#### [TEXTO FORNECIDO]
╔══
Confira a entrevista completa
Alma Preta: A maior incidência de câncer de próstata em pessoas negras tem algum fundamento biológico?
Abna Vieira: Não há nada estabelecido em relação à questão biológica para explicar a maior incidência de câncer de próstata em homens negros. Muito se interroga se seriam fatores genéticos, mas não se pode afirmar isso, até porque homens negros têm menos acessos a estudos de avaliação genética.
Os homens negros têm risco maior a essa doença, isso é um fato, e quando diagnosticada, ela é ainda mais agressiva e até avançada. Mas será que não é por causa de outros indicativos de risco em detrimento de genética? Os fatores de risco do câncer de próstata são obesidade, falta de atividade física, tabagismo, exposição a metais pesados e poluição, etc. E o que se sabe é que a população negra está mais vulnerável a essas condições.
Um indicador recomendado pela Organização Mundial da Saúde (OMS) é a autoavaliação em saúde, que é quando o paciente reconhece alterações no próprio corpo que podem indicar alguma doença, e a população negra em geral tem pior autoavaliação. Isso é um risco porque as neoplasias são silenciosas e até a manifestação dos sintomas, elas já podem ter se desenvolvido. Por isso, campanhas como o Novembro Azul chamam atenção para os exames.
Acaba que fica muito estigmatizado. Os homens negros estão mais propensos ao câncer de próstata sim, mas por quê? Isso não surge do nada. É por causa de todos os fatores de riscos a que eles estão expostos. Coisas que dependem do acesso à saúde e a Política Nacional de Saúde Integral da População Negra está aí, e precisa ser aplicada.
Existe alguma prevenção específica para a população negra, considerando que os riscos para ela são maiores?
╚══
#### [OBJETIVO DA TAREFA]
Responda, por favor, com base na entrevista sobre câncer de próstata em homens negros:
(a) Quais fatores de risco do câncer de próstata a entrevista enumera?
(b) Que indicador recomendado pela Organização Mundial da Saúde (OMS) é citado?
(c) Qual política, segundo a entrevista, precisa ser aplicada?
As linhas não têm nenhum papel nesta tarefa.

#### [DADOS FORNECIDOS]
╔══
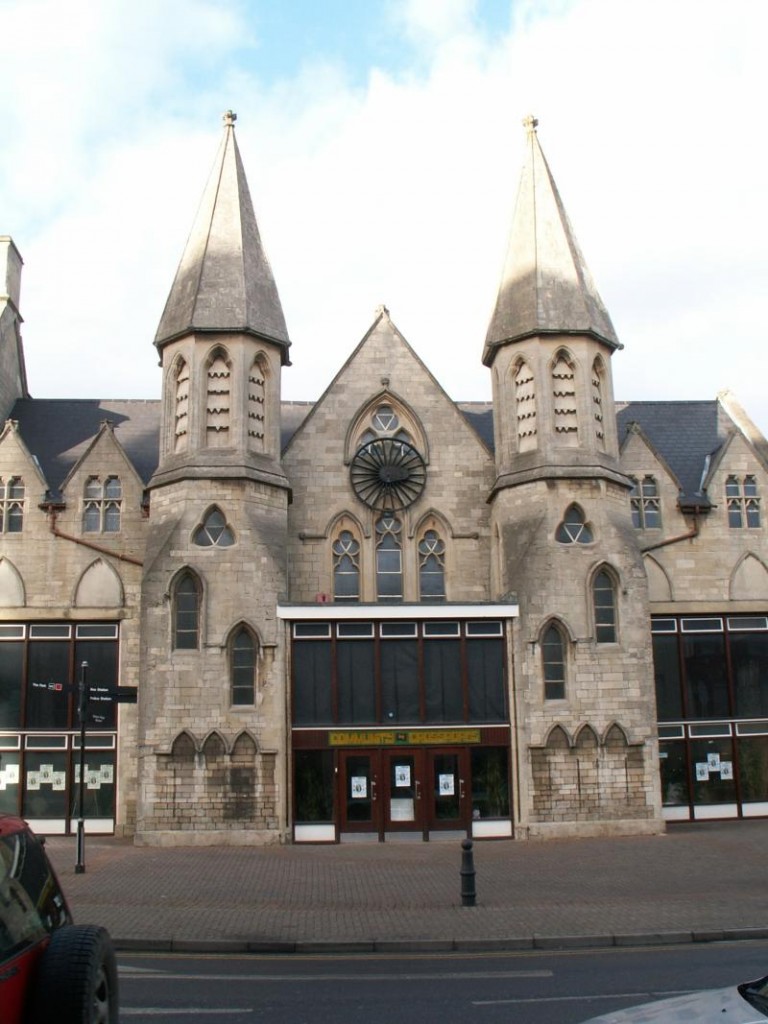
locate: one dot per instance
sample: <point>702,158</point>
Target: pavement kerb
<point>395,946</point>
╚══
╔══
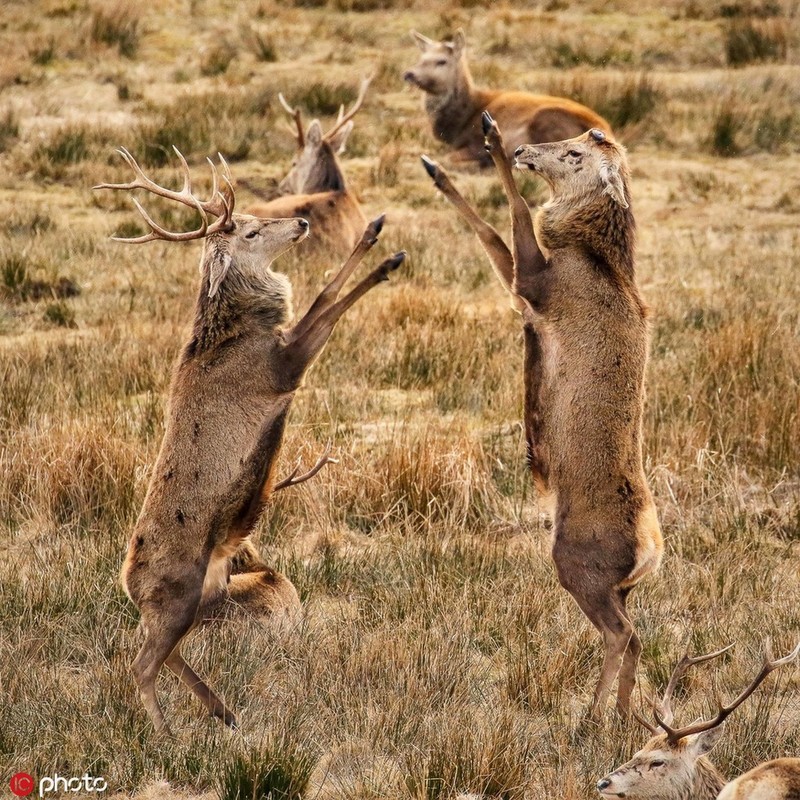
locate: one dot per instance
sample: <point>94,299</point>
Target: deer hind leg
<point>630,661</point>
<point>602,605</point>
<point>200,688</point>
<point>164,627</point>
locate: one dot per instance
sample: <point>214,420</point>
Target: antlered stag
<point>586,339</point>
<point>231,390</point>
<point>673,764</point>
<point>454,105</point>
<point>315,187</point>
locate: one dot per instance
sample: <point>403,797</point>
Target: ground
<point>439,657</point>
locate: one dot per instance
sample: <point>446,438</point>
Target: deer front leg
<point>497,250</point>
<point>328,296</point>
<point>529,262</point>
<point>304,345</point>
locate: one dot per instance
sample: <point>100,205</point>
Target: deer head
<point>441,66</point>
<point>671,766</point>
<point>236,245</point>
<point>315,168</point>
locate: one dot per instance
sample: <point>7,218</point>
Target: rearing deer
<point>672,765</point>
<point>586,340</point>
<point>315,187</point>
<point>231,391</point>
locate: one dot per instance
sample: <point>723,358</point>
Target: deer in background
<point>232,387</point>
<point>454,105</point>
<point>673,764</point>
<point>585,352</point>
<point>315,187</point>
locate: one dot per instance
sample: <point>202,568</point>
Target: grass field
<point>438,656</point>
╚══
╔══
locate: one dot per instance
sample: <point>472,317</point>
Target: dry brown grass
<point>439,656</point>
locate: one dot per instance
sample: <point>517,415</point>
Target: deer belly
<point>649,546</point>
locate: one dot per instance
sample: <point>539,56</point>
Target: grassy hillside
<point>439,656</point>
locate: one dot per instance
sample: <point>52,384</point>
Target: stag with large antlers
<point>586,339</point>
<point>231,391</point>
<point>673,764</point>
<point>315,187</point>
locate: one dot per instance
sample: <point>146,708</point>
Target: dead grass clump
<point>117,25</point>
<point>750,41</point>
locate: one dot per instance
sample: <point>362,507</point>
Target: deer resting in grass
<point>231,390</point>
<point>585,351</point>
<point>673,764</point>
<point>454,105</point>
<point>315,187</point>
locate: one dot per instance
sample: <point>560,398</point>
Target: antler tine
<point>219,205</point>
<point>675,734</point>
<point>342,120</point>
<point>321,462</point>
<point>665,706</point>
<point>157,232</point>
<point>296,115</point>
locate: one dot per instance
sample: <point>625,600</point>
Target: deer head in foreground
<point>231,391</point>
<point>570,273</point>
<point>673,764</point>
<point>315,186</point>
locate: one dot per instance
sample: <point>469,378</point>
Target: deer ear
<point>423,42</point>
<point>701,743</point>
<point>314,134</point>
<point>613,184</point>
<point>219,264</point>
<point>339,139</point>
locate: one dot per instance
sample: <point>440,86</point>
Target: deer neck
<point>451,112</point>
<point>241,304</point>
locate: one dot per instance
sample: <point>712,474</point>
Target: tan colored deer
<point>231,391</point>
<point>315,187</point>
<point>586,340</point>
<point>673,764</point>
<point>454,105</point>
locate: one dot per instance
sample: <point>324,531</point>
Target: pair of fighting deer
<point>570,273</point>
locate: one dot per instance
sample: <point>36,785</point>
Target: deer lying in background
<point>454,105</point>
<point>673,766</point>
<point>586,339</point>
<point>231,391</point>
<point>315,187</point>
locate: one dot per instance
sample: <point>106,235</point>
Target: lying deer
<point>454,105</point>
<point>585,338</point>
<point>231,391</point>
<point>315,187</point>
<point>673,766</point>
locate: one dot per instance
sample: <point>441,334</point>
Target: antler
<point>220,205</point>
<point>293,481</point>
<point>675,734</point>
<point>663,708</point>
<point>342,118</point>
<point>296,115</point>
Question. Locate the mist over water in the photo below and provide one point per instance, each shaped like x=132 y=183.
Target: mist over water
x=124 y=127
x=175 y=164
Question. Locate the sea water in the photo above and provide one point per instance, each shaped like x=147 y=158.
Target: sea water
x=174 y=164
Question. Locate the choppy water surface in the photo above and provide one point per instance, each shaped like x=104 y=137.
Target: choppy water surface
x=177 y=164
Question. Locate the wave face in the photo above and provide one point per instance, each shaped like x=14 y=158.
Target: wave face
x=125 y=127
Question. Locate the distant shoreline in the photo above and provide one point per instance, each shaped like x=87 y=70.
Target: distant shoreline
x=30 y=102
╚══
#### [RESULTADO DA TAREFA]
(a) Obesidade, falta de atividade física, tabagismo, exposição a metais pesados e poluição.
(b) A autoavaliação em saúde.
(c) A Política Nacional de Saúde Integral da População Negra.